*** Opening of GIVEN DATA ***

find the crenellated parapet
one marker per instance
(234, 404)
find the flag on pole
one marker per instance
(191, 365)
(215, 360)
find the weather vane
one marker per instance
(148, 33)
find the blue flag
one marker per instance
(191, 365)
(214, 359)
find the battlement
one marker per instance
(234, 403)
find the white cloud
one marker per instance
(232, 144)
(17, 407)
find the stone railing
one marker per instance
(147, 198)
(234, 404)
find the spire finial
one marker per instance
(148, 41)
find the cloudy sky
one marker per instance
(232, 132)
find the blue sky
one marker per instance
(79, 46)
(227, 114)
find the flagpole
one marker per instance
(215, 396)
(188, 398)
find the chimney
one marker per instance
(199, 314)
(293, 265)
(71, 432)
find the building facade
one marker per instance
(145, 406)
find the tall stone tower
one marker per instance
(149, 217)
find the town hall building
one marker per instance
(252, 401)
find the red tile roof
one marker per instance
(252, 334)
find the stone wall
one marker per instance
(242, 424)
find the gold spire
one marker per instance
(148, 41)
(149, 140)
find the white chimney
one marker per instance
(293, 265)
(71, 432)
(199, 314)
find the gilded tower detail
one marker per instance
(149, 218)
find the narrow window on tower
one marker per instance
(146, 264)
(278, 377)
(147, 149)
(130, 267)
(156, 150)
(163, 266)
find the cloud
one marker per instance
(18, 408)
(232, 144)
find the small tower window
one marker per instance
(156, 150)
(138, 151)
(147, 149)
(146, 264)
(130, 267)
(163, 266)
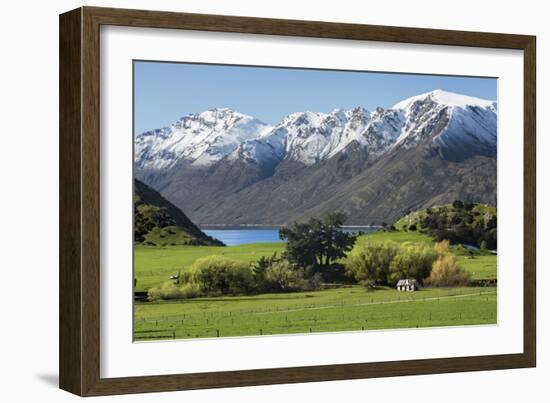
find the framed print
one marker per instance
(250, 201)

*** Close of GIVEN DATA ***

◆ **AIM OF THE TASK**: Pull every line containing "tower" from the data.

◆ **EXPECTED ANSWER**:
find the tall stone tower
find the gilded tower detail
find the narrow window on tower
find the small tower window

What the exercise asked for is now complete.